*Given information*:
::::::::

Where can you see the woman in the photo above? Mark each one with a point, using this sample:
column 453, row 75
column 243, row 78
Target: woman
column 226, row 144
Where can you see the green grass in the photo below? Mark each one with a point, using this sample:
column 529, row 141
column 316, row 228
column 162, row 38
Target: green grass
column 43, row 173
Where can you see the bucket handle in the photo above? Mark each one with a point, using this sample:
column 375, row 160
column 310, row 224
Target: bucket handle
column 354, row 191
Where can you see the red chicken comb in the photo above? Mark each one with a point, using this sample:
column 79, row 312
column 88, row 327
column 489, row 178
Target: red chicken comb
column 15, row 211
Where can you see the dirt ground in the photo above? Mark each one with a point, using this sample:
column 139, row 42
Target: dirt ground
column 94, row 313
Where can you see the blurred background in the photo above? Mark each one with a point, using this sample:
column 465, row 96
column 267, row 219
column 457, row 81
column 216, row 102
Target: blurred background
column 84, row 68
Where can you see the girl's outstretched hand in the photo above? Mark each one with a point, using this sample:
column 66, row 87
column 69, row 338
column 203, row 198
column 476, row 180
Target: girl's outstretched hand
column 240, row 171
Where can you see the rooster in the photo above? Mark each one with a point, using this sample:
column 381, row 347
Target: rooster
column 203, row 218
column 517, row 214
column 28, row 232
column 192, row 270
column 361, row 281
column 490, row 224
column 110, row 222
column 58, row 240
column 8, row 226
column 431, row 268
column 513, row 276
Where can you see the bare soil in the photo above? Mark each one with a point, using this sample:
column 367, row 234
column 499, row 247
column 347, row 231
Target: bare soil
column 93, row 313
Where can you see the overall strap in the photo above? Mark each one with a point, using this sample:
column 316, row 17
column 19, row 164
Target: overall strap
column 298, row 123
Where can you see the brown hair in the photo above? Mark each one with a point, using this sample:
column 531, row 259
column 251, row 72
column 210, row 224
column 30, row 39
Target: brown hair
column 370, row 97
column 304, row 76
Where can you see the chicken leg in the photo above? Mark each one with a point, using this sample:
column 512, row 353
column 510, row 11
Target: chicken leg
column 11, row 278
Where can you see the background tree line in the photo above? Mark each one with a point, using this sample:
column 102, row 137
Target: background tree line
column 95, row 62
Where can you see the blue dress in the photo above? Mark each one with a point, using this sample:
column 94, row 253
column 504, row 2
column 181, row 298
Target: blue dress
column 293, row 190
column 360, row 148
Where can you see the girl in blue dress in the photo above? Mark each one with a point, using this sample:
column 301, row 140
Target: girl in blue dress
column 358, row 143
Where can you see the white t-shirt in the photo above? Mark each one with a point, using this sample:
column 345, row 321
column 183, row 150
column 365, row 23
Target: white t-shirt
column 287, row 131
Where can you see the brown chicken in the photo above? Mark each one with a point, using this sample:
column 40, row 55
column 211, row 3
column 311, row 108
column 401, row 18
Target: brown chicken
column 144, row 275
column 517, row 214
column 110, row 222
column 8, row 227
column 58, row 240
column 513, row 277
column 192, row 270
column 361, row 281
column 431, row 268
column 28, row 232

::::::::

*Exercise requirements*:
Reproduce every one of the records above line for line, without changing a single word.

*Written answer*:
Where can you see the woman in the photo above? Mark each one with a point, using this sample:
column 453, row 75
column 243, row 78
Target: woman
column 226, row 144
Where can you see the green grass in the photo below? Mark each one with a point, using this sample:
column 529, row 141
column 316, row 228
column 162, row 38
Target: green grass
column 43, row 173
Where can you see the bucket handle in the photo above? Mark each one with a point, using this sample:
column 375, row 160
column 310, row 224
Target: bucket handle
column 354, row 191
Where can you see the red chicken comb in the photo above? Mark each one with a point, using this sample:
column 79, row 312
column 88, row 327
column 489, row 178
Target: red chicken comb
column 15, row 211
Where can you see the dirt ground in the photo above? Mark each one with a point, using this sample:
column 139, row 42
Target: dirt ground
column 94, row 313
Where can you see the blurred background in the photo above? Mark each one with a point, using this sample:
column 465, row 96
column 267, row 219
column 457, row 81
column 216, row 102
Target: blurred background
column 84, row 68
Where can you see the girl's outstretched hand in the photo above? Mark each one with a point, using this sample:
column 66, row 87
column 69, row 338
column 203, row 198
column 476, row 180
Target: girl's outstretched hand
column 240, row 171
Where can you see the rooster in the photo above? Mark each one with a point, using this sample:
column 381, row 347
Target: rooster
column 203, row 218
column 517, row 214
column 28, row 232
column 192, row 270
column 361, row 281
column 490, row 224
column 110, row 222
column 58, row 240
column 8, row 226
column 431, row 268
column 513, row 276
Where can you see the bare soil in the photo above? Mark each one with a point, using this sample:
column 367, row 234
column 499, row 247
column 347, row 231
Target: bare soil
column 93, row 313
Where can you see the overall strap in the photo above? Mark each one with a point, using this sample:
column 316, row 17
column 19, row 164
Target: overall strap
column 298, row 123
Where can you see the brown hair in the photo above? Mark each one with a point, using this sample:
column 531, row 259
column 251, row 72
column 210, row 224
column 30, row 39
Target: brown hair
column 370, row 97
column 304, row 76
Where can you see the chicken leg in the photo above? Mark each one with a point, using this sample:
column 512, row 353
column 510, row 11
Target: chicken leg
column 11, row 278
Where can you see the background tree line in the photo above? Mark each one with a point, using this sample:
column 102, row 137
Target: background tree line
column 95, row 62
Where can you see the blue dress in the photo above? Mark each one with a point, using this sample:
column 94, row 253
column 504, row 2
column 181, row 298
Target: blue dress
column 293, row 190
column 360, row 148
Where can you see the girl in blue dress in the photo above? Mark each one with a point, using this sample:
column 301, row 140
Target: girl in blue dress
column 358, row 143
Where can you see the white t-shirt in the photo above? Mark each one with a point, using this sample:
column 345, row 321
column 183, row 150
column 365, row 23
Target: white t-shirt
column 287, row 131
Where can you see the brown chicken in the photo above? Mark each one with a point, using this sample:
column 40, row 55
column 211, row 3
column 311, row 108
column 401, row 18
Target: brown chicken
column 144, row 275
column 517, row 214
column 110, row 222
column 8, row 227
column 58, row 240
column 513, row 277
column 192, row 270
column 361, row 281
column 431, row 268
column 28, row 232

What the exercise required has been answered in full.